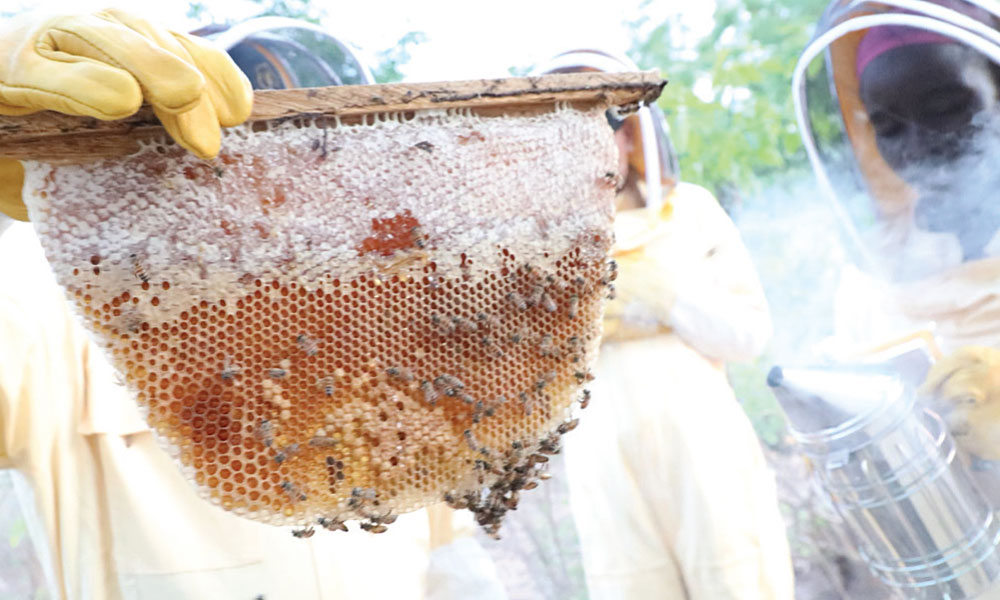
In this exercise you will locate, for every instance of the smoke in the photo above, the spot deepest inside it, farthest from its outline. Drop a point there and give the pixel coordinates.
(798, 247)
(957, 193)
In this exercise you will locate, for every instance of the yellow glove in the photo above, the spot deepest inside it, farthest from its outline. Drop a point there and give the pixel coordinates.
(104, 65)
(964, 389)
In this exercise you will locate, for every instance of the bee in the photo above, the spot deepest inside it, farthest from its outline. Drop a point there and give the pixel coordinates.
(464, 324)
(308, 345)
(331, 524)
(548, 303)
(363, 493)
(400, 373)
(417, 233)
(138, 269)
(293, 491)
(450, 381)
(229, 370)
(574, 306)
(545, 347)
(544, 380)
(326, 384)
(320, 441)
(612, 180)
(455, 503)
(517, 300)
(374, 528)
(359, 496)
(286, 452)
(430, 393)
(265, 432)
(489, 320)
(536, 295)
(568, 426)
(444, 326)
(305, 532)
(491, 348)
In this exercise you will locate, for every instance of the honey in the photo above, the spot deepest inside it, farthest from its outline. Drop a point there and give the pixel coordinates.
(403, 314)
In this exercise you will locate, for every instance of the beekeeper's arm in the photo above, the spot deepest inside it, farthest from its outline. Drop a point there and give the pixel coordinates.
(694, 268)
(105, 65)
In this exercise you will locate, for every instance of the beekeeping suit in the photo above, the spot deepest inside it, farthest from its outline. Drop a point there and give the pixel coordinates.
(113, 517)
(913, 182)
(668, 486)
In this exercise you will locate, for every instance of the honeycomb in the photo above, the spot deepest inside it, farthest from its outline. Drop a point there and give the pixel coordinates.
(335, 321)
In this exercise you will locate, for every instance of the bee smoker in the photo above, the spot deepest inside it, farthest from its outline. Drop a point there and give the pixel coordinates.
(892, 473)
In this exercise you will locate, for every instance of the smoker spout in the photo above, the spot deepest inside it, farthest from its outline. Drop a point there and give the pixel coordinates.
(827, 398)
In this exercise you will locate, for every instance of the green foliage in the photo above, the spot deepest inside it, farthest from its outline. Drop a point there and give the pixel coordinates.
(304, 10)
(739, 129)
(390, 60)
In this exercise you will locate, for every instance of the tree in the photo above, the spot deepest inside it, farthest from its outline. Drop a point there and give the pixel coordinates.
(729, 100)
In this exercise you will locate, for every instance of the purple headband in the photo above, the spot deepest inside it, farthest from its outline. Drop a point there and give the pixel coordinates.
(880, 40)
(887, 37)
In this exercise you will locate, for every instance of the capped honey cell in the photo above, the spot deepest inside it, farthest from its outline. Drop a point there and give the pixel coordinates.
(324, 339)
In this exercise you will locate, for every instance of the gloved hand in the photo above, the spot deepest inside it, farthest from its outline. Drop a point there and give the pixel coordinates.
(964, 389)
(105, 65)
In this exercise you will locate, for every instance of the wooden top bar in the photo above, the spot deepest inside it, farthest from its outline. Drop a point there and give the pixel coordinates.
(54, 137)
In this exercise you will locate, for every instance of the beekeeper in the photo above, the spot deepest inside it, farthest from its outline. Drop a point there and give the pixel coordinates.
(898, 106)
(115, 517)
(668, 486)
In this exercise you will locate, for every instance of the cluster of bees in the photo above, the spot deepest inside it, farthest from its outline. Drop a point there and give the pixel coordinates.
(317, 392)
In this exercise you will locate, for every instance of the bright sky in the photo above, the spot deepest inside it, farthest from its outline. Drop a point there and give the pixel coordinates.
(464, 39)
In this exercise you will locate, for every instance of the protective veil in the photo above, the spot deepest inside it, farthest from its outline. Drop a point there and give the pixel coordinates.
(913, 184)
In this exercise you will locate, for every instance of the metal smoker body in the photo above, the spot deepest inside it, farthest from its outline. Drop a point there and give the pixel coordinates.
(893, 474)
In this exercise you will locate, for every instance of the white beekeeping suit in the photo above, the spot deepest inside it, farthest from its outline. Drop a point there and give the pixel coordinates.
(667, 483)
(116, 519)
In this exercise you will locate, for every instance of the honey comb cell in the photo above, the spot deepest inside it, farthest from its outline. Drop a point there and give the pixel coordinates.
(332, 322)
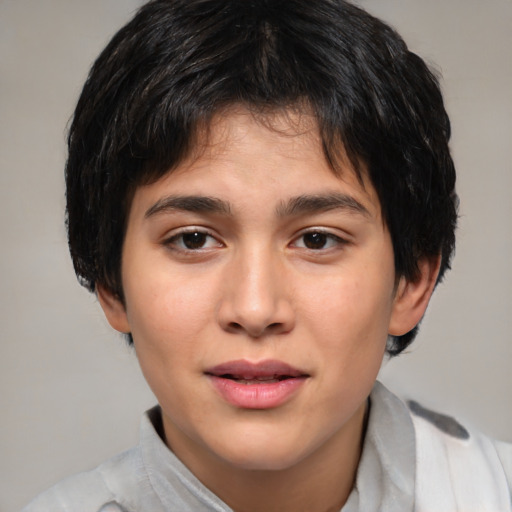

● ● ●

# What the exercise asks
Pull out each line above that contains the string "beekeeper", and copy those lines as they appear.

# Answer to the exercise
In this exercise you will locate, for every instance of the beekeeper's arm in the photo above, the spot deepest inside it, farthest from its outline. Drop a point there and give the pixel coordinates.
In this exercise you will locate, for every instance of the beekeeper in the photo above, the spot deepest inside it, farthest from its outline. Drop a point there and give the pixel coordinates.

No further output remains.